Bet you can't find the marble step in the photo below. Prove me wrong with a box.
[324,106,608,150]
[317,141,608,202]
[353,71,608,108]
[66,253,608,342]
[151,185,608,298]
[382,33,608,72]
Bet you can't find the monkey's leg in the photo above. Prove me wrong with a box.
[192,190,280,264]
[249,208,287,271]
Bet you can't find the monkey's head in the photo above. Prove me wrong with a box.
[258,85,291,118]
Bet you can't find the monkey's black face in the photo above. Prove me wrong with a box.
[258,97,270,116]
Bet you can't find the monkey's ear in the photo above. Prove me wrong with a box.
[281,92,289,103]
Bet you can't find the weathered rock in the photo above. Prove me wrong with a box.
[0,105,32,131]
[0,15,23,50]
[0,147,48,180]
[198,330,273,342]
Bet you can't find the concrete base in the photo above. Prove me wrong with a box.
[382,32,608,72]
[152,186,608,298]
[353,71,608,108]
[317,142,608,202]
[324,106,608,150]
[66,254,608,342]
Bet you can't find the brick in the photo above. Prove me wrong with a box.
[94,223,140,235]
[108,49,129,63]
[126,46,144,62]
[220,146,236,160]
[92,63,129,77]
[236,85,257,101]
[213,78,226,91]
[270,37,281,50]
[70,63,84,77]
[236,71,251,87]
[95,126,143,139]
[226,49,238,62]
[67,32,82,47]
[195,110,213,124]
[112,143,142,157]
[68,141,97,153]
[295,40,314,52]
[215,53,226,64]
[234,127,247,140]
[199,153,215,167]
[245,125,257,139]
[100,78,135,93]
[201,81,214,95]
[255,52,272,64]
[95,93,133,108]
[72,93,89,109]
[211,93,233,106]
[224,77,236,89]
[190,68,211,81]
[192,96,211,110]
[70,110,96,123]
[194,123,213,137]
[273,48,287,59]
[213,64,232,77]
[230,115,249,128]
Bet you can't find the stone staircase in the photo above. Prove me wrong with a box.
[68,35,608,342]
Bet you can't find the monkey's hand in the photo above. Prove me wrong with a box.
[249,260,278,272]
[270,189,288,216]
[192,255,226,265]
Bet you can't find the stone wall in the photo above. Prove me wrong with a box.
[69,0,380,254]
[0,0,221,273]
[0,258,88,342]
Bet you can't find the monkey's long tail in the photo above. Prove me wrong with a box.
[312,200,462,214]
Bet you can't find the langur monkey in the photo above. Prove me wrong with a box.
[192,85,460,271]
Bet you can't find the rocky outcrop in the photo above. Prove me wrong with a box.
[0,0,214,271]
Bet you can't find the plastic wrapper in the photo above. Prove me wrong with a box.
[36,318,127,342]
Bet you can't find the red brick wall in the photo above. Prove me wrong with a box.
══════════════════════════════
What the task requires -
Select every line of the records above that contains the string "stone", treating uppercase and lowercase letters as different.

Answer below -
Bet you can't find the stone staircase in the photo above. Prove me wrong with a box.
Bet you can't find the stone wall in the photo above. Prove me wrong with a box.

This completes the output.